SOURCE PASSAGE ->
= Beginning of Section =

Capernaum, Tiberias and Nazareth
Left Safed at 7 a.m., and, in 3 hrs, stopped for rest on ancient site of Capernaum. We descended all the way, excepting one short ascent, and, by the time we stopped, we had come down some 2000 ft, the Sea of Galilee being some 570 ft lower than the Mediterranean.
Capernaum, as shown to us, is a round hill covered with ?looses stones, and some in places around; but nothing in the shape of a wall or building is to be seen. Part of them went ¾ hr up lake to see Chorazin: I did not; but enjoyed a glorious bathe in the lake. It cooled and refreshed one much.
After swim, had a good feed on blackberries, which are plentiful all round - also wild sage and mint, and many other green plants and flower shrubs. The margin of the lake is pebbles, shingle, and sand, and generally pleasant. The lake is 15 miles long by 7 miles broad, and can he seen nearly all over from places on shore - the atmosphere is so clear.
The East side is boldest and most abrupt. The cliffs are said to be 2000 ft high; but certainly don't look it. The elevation of cliffs is even over greater portion; but less on North and South. The West side appears more varied; but not so bold. The general effect is a fine view; but not very beautiful. In evening and morning lights it might be so; but in daylight the hills are too naked, bald, and uniform for good effect.
We were shown in the distance the country of Gadarenes - East side - Gerasenes - South East - and Bethsaida, not of Galilee, on North East. Bethsaida of Galilee, a little North of Capernaum.

= End of Section =

DATASET CONTENT ->
= Beginning of Section =

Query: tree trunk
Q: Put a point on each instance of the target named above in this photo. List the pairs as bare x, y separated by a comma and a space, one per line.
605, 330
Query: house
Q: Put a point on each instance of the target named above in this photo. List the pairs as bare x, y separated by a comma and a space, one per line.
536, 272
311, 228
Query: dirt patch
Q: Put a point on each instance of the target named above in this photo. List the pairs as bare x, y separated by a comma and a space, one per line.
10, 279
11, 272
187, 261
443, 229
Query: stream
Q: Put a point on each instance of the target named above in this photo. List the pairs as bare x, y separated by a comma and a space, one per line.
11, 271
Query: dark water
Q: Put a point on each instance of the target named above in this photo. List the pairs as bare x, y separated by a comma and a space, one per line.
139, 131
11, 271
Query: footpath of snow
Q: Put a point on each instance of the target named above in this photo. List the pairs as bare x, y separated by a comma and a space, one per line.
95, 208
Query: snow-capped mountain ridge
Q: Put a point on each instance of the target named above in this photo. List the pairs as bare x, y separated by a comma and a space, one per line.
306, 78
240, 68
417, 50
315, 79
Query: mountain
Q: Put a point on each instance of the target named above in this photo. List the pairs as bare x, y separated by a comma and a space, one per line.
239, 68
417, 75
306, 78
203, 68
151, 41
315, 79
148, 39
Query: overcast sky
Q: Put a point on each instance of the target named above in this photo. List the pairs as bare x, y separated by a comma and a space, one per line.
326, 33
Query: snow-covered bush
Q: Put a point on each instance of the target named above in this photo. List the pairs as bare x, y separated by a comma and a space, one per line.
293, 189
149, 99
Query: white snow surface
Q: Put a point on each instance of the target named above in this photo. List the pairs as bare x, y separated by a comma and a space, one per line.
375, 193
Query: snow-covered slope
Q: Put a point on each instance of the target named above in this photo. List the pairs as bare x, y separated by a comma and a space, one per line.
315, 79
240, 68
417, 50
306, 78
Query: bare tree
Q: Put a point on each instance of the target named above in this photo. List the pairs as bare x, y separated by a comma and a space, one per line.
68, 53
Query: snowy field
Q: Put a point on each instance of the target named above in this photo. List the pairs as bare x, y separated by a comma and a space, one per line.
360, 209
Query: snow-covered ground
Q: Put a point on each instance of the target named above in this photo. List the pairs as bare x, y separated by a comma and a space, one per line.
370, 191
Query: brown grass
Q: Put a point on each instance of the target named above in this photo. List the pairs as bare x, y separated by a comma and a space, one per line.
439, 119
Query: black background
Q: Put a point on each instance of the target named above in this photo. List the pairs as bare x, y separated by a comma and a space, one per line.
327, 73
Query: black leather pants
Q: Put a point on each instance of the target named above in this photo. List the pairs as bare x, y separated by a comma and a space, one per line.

= End of Section =

PROBLEM REQUIREMENTS ->
Copy out the entire travel account of Capernaum, Tiberias and Nazareth word for word. These lines were taken from a separate source.

FINAL ANSWER ->
Capernaum, Tiberias and Nazareth
Left Safed at 7 a.m., and, in 3 hrs, stopped for rest on ancient site of Capernaum. We descended all the way, excepting one short ascent, and, by the time we stopped, we had come down some 2000 ft, the Sea of Galilee being some 570 ft lower than the Mediterranean.
Capernaum, as shown to us, is a round hill covered with ?looses stones, and some in places around; but nothing in the shape of a wall or building is to be seen. Part of them went ¾ hr up lake to see Chorazin: I did not; but enjoyed a glorious bathe in the lake. It cooled and refreshed one much.
After swim, had a good feed on blackberries, which are plentiful all round - also wild sage and mint, and many other green plants and flower shrubs. The margin of the lake is pebbles, shingle, and sand, and generally pleasant. The lake is 15 miles long by 7 miles broad, and can he seen nearly all over from places on shore - the atmosphere is so clear.
The East side is boldest and most abrupt. The cliffs are said to be 2000 ft high; but certainly don't look it. The elevation of cliffs is even over greater portion; but less on North and South. The West side appears more varied; but not so bold. The general effect is a fine view; but not very beautiful. In evening and morning lights it might be so; but in daylight the hills are too naked, bald, and uniform for good effect.
We were shown in the distance the country of Gadarenes - East side - Gerasenes - South East - and Bethsaida, not of Galilee, on North East. Bethsaida of Galilee, a little North of Capernaum.